#### Petikan
....

AWAL Mei 2010 di Universitas Lampung, di hadapan mahasiswa dari lingkungan BEM se-Indonesia, saya ditanya seorang peserta perihal “demokratisasi pemberitaan” media massa di negeri ini. Pertanyaan itu diajukan setelah saya menarasikan cara mendisain isu dan bagaimana pula media massa melakukannya.
Sebelum menjawab pertanyaan, saya tak banyak menjelaskan tentang mendisain isu itu. Saya cuma mengutif serbasedikit teori komunikasi yang diperkenal Harold D. Laswell (teori ini kemudian diformulasikan orang lain menjadi formula 5W + 1 H), teori diffusi dan innovasi yang diperkenalkan Marshall Mc Luhan dana Undrestanding Media, teori agenda setiing dari McCommb, dan analisis wacana yang acap dipakai dalam menganalisis wacana.

....

#### Perintah Tugas
Sebutkan semua nama tokoh yang dikaitkan dengan suatu teori dalam petikan di atas.

#### Informasi yang Diberikan
....

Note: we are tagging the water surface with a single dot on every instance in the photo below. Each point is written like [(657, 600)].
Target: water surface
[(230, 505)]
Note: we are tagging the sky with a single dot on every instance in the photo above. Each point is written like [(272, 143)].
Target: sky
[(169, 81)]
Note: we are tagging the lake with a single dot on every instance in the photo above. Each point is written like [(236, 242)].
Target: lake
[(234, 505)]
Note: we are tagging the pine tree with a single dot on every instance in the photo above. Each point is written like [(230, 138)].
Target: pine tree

....

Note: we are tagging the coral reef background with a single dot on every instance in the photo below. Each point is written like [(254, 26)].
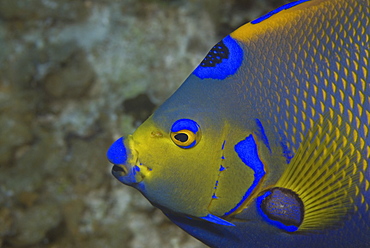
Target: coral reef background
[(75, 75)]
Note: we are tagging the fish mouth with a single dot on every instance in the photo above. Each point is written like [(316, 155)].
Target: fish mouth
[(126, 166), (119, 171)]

....

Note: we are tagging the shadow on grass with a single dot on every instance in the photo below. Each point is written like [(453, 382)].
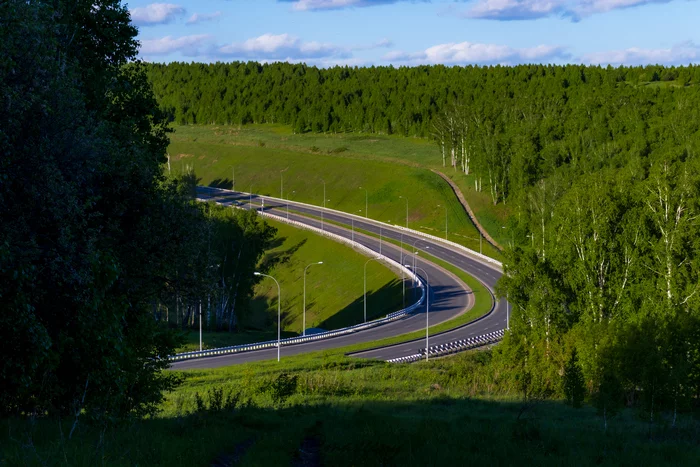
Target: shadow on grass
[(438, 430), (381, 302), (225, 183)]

....

#### Jawaban Tertulis
Harold D. Laswell, Marshall Mc Luhan, McCommb